------ INPUT DATA ------

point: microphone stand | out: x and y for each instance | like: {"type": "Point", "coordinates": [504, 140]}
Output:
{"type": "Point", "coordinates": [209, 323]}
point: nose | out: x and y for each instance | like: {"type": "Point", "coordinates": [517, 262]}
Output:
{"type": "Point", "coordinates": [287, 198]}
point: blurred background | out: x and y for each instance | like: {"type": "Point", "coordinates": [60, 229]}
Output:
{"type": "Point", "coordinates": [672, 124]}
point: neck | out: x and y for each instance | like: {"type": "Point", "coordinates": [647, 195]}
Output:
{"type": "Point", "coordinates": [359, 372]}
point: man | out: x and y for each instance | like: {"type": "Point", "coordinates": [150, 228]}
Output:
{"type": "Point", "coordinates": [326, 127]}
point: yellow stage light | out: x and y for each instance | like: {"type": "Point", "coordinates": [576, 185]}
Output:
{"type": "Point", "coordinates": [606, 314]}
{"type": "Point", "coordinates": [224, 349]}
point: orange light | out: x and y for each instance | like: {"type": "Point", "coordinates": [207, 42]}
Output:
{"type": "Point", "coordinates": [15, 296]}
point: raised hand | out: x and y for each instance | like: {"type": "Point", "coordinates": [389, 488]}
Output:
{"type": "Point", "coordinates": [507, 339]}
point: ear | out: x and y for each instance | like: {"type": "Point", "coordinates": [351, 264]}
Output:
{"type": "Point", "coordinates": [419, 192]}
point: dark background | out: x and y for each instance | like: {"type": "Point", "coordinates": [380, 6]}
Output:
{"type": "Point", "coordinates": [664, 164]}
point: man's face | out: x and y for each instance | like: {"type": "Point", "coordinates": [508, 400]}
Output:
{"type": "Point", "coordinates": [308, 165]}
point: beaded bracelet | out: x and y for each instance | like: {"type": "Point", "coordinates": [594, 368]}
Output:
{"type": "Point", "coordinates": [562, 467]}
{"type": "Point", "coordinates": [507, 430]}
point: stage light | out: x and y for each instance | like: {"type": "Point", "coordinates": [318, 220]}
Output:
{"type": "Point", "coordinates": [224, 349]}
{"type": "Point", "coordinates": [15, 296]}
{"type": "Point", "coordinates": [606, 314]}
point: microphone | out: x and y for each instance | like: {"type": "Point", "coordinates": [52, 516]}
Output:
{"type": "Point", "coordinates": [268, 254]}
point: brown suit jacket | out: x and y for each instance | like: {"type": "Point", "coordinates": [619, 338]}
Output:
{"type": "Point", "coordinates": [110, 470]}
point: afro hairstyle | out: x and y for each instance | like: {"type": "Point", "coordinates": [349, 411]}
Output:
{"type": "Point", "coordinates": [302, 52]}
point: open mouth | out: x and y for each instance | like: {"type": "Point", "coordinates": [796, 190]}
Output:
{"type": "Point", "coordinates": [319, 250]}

------

▸ DIRECTIONS FOR THIS TASK: Print every record exactly as it was given.

▸ TASK RESPONSE:
point: microphone stand | out: x and y for each instance | like: {"type": "Point", "coordinates": [504, 140]}
Output:
{"type": "Point", "coordinates": [209, 323]}
point: nose | out: x and y for each instance | like: {"type": "Point", "coordinates": [517, 262]}
Output:
{"type": "Point", "coordinates": [287, 198]}
point: blurred background | out: x and y for each instance | like: {"type": "Point", "coordinates": [60, 229]}
Output:
{"type": "Point", "coordinates": [672, 124]}
point: neck | out: x and y for each instance | like: {"type": "Point", "coordinates": [647, 195]}
Output:
{"type": "Point", "coordinates": [359, 372]}
point: man | out: x and y for each instance | like: {"type": "Point", "coordinates": [150, 228]}
Output:
{"type": "Point", "coordinates": [326, 127]}
point: yellow stage light | out: x and y for each instance | like: {"type": "Point", "coordinates": [576, 185]}
Output:
{"type": "Point", "coordinates": [606, 314]}
{"type": "Point", "coordinates": [224, 349]}
point: orange light | out: x and y for each instance | like: {"type": "Point", "coordinates": [207, 42]}
Output:
{"type": "Point", "coordinates": [15, 296]}
point: raised hand | out: x and y for each instance | like: {"type": "Point", "coordinates": [389, 488]}
Output:
{"type": "Point", "coordinates": [507, 339]}
point: ear | out: x and y for each instance | like: {"type": "Point", "coordinates": [351, 264]}
Output:
{"type": "Point", "coordinates": [419, 192]}
point: dark background | out: x and y for each instance | like: {"type": "Point", "coordinates": [380, 6]}
Output:
{"type": "Point", "coordinates": [664, 164]}
point: man's face | out: x and y for each instance | like: {"type": "Point", "coordinates": [508, 400]}
Output:
{"type": "Point", "coordinates": [308, 165]}
point: beaded bracelet | out: x and y for each instance | like: {"type": "Point", "coordinates": [594, 368]}
Output:
{"type": "Point", "coordinates": [562, 467]}
{"type": "Point", "coordinates": [507, 430]}
point: stage light | out: x and y for each instance | like: {"type": "Point", "coordinates": [318, 220]}
Output:
{"type": "Point", "coordinates": [224, 349]}
{"type": "Point", "coordinates": [15, 296]}
{"type": "Point", "coordinates": [606, 314]}
point: microphone | out: x and y for each instance | like: {"type": "Point", "coordinates": [52, 516]}
Output:
{"type": "Point", "coordinates": [268, 254]}
point: brown suit jacket | out: x and y for each instance | like: {"type": "Point", "coordinates": [619, 338]}
Output:
{"type": "Point", "coordinates": [110, 470]}
point: afro hairstyle | out: x and y for each instance | like: {"type": "Point", "coordinates": [349, 411]}
Output:
{"type": "Point", "coordinates": [302, 52]}
point: open mouth | out: x and y for each instance | like: {"type": "Point", "coordinates": [796, 190]}
Output:
{"type": "Point", "coordinates": [319, 250]}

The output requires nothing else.